* **DOCUMENT SECTION**
++++++
While it doesn’t capture the press that it should, real innovation in America’s health system is occurring at the state level – in Medicaid.
This article is the first in a series about pioneering approaches to value-based care in state Medicaid contracts. With a focus on section 1115 waivers and state plan amendments, I’ll examine a subset of the policies being enacted and their potential impact on cost and quality.
Given that the markedly high cost of prescription drugs has dominated healthcare headlines all summer, a look at proposals to lower drug costs is a natural place to start this series.
CMS recently made the landmark decision to approve Oklahoma’s value-based payment arrangement to rein in drug expenditures in their Medicaid program. In the press release, HHS Secretary Alex Azar noted that “Oklahoma’s plan for value-based drug contracts is an important example of how states can innovate to bring down drug costs.”
The element of Oklahoma’s proposal that makes it a momentous ruling by CMS is that this is the first time the federal agency has given a state authority to negotiate supplemental rebate agreements (SRAs) based on value. If you aren’t familiar, a rebate is a reduction in price on an item that is not received at the point of sale but in the future. Drug rebates are provided by pharmaceutical companies to increase the sale of their product and help secure a prime position on a formulary.
The Medicaid Drug Rebate Program (MDRP) dates back to 1990 and is operational in all 50 states and Washington D.C. As of March 2018, more than 45 states and Washington D.C. also have SRAs in their Medicaid pharmacy contracts, but they aren’t explicitly tied to a drug’s efficacy. Since SRAs provide rebates equal to those under the MDRP, this value-based arrangement will allow Oklahoma to recoup more money if a drug does not produce its intended clinical outcome.
Oklahoma’s SPA requires the state and drug manufacturers to “jointly agree on benchmarks based on health outcomes and the specific populations for which these outcomes-based benchmarks will be measured and evaluated” as described in the press release. It will be important during negotiations for the state and manufacturer to consider the following questions:
- What population groups will the benchmark values be based on?
- What is an appropriate sample size?
- How long will the study period to determine if a drug produced its intended clinical outcome be?
- What is the timeline for repayment if a drug does not produce its intended clinical outcome?
++++++
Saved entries

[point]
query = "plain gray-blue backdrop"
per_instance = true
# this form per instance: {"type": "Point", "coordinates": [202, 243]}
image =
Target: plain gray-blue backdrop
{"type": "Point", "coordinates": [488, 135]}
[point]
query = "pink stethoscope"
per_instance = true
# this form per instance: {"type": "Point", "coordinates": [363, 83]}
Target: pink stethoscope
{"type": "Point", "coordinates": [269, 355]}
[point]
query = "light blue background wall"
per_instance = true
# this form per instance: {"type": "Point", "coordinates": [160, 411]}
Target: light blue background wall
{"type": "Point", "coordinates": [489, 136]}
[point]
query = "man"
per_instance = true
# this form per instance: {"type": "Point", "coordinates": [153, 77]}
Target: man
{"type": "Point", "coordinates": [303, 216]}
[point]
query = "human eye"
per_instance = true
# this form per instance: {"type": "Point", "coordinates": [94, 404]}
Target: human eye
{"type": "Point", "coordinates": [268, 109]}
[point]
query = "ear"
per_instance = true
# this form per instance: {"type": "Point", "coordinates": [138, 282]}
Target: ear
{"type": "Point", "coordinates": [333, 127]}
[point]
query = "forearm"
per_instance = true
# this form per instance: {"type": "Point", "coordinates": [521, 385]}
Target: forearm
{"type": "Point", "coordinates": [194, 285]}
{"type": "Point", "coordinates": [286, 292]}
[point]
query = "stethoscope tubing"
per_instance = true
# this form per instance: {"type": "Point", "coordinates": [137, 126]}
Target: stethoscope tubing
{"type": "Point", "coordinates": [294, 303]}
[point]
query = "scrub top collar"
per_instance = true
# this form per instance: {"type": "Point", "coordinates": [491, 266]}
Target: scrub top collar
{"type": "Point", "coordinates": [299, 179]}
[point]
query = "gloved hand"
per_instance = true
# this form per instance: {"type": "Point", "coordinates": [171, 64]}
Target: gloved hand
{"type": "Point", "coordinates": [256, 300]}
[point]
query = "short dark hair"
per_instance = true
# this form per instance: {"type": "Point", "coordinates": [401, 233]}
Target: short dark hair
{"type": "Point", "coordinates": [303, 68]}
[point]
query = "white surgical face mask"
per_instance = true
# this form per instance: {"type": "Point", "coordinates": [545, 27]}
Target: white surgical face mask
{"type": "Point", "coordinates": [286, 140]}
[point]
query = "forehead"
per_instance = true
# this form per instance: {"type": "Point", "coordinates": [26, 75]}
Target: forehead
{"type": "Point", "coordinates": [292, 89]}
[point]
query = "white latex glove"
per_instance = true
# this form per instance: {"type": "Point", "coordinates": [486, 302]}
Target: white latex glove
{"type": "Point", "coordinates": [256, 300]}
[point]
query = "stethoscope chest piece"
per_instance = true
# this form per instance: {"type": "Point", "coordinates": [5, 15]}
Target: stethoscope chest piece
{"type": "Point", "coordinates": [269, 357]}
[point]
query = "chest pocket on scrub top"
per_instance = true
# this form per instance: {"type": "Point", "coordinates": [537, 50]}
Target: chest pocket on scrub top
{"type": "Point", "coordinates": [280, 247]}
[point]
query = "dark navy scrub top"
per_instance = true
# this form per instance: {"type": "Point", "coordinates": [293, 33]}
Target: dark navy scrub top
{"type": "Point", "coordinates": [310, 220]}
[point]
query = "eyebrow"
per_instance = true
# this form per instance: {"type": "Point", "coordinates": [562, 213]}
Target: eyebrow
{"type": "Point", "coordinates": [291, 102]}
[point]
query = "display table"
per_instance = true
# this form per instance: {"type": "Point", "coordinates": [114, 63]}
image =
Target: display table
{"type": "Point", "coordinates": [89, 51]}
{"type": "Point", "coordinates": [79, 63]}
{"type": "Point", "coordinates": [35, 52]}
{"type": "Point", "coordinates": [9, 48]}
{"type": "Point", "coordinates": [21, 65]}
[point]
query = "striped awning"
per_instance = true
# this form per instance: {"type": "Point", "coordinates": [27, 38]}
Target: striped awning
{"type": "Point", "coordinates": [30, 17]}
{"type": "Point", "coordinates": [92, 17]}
++++++
* **ASSIGNMENT 1**
Answer these questions using the article on Medicaid drug costs above:
(a) In what year does the Medicaid Drug Rebate Program date back to?
(b) Who is the HHS Secretary quoted in the press release?
(c) As of March 2018, how many states have SRAs in their Medicaid pharmacy contracts?
* **ASSIGNMENT 2**
Copy the passage of the Medicaid drug cost article starting at "Oklahoma’s SPA requires" and ending at "clinical outcome be?", and replace "sample size" with "cohort size" in it.

* **WORKED SOLUTION 1**
(a) 1990
(b) Alex Azar
(c) More than 45 states, plus Washington D.C.

* **WORKED SOLUTION 2**
Oklahoma’s SPA requires the state and drug manufacturers to “jointly agree on benchmarks based on health outcomes and the specific populations for which these outcomes-based benchmarks will be measured and evaluated” as described in the press release. It will be important during negotiations for the state and manufacturer to consider the following questions:
- What population groups will the benchmark values be based on?
- What is an appropriate cohort size?
- How long will the study period to determine if a drug produced its intended clinical outcome be?